→ Gereksinimler
(a) ABD'nin Suriye'den çekilmesi üzerine yazıya göre aşağıdaki (i), (ii) ve (iii) ifadelerinin her biri doğru mu? Her biri için evet ya da hayır deyin ve yazıdaki belirleyici sözleri birebir alıntılayın. (i) Çekilme kararı, zamanlama bakımından beklenen bir karardı. (ii) Hiçbir emperyalist devlet başka bir ülkedeki çıkar ve amaçlarından kendiliğinden vazgeçmez. (iii) Pek çok kesim ABD'nin Suriye'den çekileceğine artık inanmaktadır.
(b) ABD'nin Suriye'den çekilmesi üzerine yazının "ABD SURİYE’DEN ÇEKİLİYOR" ile "olgulara bakmak lazım." arasındaki kısmını, bu iki ifade de dahil olmak üzere olduğu gibi aktarın.

→ Belge
ABD SURİYE’DEN ÇEKİLİYOR (MU)

ABD’nin açıkladığı “Suriye’den çekilme kararı” dünyada bir şok etkisi yarattı. En azından zamanlama olarak beklenen bir karar değildi. Yine de, şüphe bulutları dağılmış değil. Pek çok kesim ABD’nin Suriye’den çekileceğine halen inanmış değil.

Peki gerçek durum nedir? Bu soruya sağlıklı bir yanıt verebilmek için hem emperyalizmin karakterine, hem de son dönemdeki somut gelişme ve olgulara bakmak lazım.

Öncelikle şunun altını çizmek gerek: Hiç bir emperyalist devlet bir başka ülkedeki çıkar ve amaçlarından kendiliğinden vazgeçmez. Zaten, “çekilme kararı”nın dünyada böyle şüpheyle karşılanmasının arkasında bu gerçeğin, en azından sezgi düzeyinde, biliniyor olması yatıyor. Öyleyse ilk elden şu sonuca varabiliriz: ABD, Suriye’den çekiliyorsa, bunu çıkarlarını güvence altına almış biçimde yapıyordur; başka biçimde değil.

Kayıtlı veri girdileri
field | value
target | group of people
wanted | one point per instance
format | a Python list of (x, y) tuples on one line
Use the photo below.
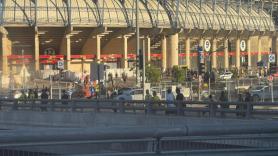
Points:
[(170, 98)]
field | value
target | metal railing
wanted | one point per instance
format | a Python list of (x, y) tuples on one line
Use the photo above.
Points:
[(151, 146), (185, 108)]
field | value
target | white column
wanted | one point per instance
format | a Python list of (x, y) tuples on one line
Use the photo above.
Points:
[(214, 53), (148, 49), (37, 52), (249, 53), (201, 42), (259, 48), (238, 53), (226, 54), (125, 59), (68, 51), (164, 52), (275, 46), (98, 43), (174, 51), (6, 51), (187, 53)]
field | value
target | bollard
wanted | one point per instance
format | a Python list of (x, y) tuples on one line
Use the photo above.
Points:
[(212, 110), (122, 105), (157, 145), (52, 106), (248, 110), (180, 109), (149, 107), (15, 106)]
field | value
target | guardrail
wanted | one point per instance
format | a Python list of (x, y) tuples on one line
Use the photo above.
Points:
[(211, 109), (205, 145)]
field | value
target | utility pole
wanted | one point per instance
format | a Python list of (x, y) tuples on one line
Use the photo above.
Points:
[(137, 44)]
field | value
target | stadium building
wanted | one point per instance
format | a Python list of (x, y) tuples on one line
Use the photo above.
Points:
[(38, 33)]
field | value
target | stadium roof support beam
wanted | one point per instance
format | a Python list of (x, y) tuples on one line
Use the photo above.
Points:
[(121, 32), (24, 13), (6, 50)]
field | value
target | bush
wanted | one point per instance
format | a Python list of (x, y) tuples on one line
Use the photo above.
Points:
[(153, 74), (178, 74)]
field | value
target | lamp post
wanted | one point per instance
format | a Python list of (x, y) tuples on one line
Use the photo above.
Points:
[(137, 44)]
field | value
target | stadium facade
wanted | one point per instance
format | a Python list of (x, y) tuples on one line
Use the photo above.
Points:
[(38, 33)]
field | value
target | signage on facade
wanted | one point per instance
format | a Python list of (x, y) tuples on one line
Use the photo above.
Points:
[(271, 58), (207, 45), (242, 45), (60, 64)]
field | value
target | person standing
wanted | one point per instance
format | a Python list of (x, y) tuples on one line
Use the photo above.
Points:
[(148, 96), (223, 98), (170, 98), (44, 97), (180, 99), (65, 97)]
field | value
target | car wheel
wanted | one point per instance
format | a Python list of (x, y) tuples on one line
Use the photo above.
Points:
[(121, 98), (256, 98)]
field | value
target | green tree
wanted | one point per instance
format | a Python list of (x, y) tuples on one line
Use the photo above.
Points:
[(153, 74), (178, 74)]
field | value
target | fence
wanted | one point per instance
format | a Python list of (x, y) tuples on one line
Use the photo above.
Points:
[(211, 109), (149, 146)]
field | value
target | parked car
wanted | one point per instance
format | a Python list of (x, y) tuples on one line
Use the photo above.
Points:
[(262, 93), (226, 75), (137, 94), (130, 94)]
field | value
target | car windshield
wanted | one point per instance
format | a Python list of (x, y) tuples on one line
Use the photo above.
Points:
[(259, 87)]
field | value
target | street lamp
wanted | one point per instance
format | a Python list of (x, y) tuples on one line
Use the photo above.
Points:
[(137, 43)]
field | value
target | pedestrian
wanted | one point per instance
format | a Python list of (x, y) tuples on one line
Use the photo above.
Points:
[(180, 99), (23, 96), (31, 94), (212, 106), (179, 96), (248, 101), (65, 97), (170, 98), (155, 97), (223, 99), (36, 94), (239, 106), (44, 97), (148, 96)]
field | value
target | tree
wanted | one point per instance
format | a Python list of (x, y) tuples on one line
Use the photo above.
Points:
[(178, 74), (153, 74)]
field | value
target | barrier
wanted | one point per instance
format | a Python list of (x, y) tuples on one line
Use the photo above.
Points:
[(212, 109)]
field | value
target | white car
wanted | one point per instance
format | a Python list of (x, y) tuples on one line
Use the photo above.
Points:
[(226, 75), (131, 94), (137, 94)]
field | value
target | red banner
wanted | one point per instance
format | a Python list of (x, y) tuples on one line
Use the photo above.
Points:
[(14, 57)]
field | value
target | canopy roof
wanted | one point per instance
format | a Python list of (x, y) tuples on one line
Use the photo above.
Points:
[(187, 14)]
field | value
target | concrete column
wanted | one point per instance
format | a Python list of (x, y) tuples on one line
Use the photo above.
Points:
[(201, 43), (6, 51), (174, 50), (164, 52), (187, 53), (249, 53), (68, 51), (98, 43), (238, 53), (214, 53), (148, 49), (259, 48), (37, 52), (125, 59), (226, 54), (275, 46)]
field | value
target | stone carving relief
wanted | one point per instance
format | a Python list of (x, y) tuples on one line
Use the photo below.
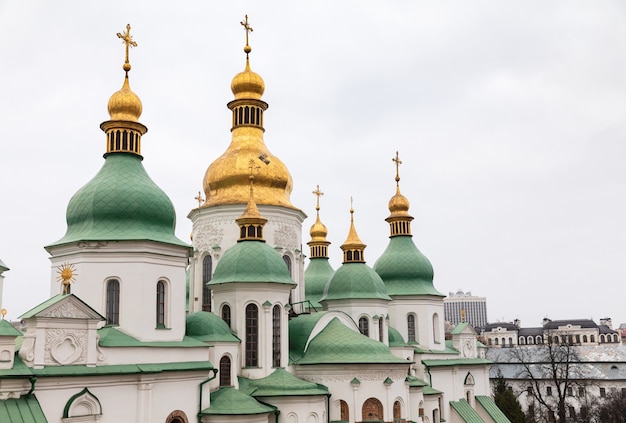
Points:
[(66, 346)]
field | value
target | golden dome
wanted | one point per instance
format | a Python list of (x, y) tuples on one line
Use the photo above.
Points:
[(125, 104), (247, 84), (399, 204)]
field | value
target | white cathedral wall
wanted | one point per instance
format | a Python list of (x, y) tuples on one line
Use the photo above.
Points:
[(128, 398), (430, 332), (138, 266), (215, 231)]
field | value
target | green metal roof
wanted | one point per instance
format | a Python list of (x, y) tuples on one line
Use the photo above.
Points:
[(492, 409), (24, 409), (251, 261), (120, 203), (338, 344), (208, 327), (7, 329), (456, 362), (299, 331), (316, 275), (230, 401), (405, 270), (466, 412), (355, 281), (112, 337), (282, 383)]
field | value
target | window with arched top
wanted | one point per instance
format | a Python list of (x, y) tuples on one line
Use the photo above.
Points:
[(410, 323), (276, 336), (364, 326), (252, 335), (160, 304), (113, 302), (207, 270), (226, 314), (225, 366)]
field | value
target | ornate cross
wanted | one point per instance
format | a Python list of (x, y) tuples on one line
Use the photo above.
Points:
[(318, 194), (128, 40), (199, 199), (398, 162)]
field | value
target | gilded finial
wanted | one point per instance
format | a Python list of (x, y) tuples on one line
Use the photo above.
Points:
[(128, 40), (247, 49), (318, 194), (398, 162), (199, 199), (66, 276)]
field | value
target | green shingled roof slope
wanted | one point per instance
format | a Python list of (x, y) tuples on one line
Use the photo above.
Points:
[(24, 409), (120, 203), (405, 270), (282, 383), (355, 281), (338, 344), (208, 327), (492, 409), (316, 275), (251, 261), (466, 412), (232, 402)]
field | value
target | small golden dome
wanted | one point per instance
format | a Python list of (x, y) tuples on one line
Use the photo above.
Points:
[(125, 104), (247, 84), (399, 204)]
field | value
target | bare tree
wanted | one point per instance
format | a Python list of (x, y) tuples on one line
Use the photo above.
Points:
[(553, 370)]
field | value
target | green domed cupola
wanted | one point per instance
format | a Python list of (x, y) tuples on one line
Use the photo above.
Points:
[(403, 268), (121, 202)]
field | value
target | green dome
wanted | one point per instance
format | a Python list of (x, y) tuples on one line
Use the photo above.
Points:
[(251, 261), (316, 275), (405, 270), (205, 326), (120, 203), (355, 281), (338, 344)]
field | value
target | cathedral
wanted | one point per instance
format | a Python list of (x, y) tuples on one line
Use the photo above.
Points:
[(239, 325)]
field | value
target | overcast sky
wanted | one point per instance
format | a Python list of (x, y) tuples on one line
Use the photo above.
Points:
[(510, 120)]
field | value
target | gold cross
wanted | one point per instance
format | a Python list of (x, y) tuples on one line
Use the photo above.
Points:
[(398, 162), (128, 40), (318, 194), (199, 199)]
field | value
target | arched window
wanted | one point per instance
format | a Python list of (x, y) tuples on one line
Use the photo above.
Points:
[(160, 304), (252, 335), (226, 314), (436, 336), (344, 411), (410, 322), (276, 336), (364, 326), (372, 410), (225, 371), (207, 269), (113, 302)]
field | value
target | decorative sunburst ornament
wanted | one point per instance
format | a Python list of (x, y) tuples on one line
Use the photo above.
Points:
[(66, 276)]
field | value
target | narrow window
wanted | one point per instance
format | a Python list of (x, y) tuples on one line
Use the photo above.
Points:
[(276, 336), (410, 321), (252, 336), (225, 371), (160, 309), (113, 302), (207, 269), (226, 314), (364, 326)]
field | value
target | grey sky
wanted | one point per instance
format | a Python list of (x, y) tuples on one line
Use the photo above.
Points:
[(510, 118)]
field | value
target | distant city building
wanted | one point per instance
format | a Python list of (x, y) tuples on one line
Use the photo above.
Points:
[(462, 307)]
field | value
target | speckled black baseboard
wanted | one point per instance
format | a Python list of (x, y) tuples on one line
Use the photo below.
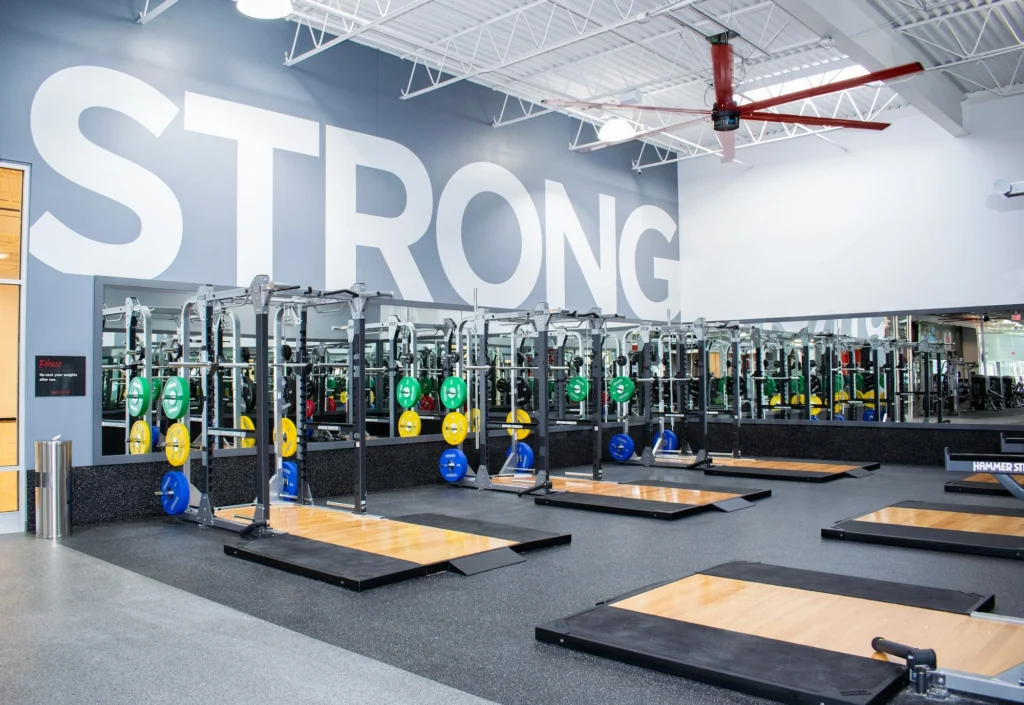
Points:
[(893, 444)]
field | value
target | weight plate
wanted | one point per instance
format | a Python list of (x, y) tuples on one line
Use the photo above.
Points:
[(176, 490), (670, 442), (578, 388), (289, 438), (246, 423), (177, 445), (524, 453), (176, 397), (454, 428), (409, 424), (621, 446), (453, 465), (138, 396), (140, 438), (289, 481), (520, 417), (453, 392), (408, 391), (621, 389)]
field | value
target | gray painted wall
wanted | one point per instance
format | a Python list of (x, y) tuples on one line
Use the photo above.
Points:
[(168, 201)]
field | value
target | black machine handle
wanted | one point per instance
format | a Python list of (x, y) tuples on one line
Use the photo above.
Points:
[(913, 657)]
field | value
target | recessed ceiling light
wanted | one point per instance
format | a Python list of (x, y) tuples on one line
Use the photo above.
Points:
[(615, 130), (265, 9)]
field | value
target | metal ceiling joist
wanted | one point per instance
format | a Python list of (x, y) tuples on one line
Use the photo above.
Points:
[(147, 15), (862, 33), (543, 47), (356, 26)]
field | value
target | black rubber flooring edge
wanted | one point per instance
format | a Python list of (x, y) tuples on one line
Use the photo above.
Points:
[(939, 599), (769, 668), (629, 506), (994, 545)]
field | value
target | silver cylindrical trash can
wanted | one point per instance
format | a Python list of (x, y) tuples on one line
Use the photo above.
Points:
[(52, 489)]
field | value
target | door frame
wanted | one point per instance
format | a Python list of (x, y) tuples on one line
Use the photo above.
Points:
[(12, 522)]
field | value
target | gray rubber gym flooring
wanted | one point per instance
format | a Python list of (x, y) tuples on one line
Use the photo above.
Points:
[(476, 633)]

→ Yazılı Yanıtlar
(a)
(i) Hayır: "En azından zamanlama olarak beklenen bir karar değildi."
(ii) Evet: "Hiç bir emperyalist devlet bir başka ülkedeki çıkar ve amaçlarından kendiliğinden vazgeçmez."
(iii) Hayır: "Pek çok kesim ABD’nin Suriye’den çekileceğine halen inanmış değil."

(b)
ABD SURİYE’DEN ÇEKİLİYOR (MU)

ABD’nin açıkladığı “Suriye’den çekilme kararı” dünyada bir şok etkisi yarattı. En azından zamanlama olarak beklenen bir karar değildi. Yine de, şüphe bulutları dağılmış değil. Pek çok kesim ABD’nin Suriye’den çekileceğine halen inanmış değil.

Peki gerçek durum nedir? Bu soruya sağlıklı bir yanıt verebilmek için hem emperyalizmin karakterine, hem de son dönemdeki somut gelişme ve olgulara bakmak lazım.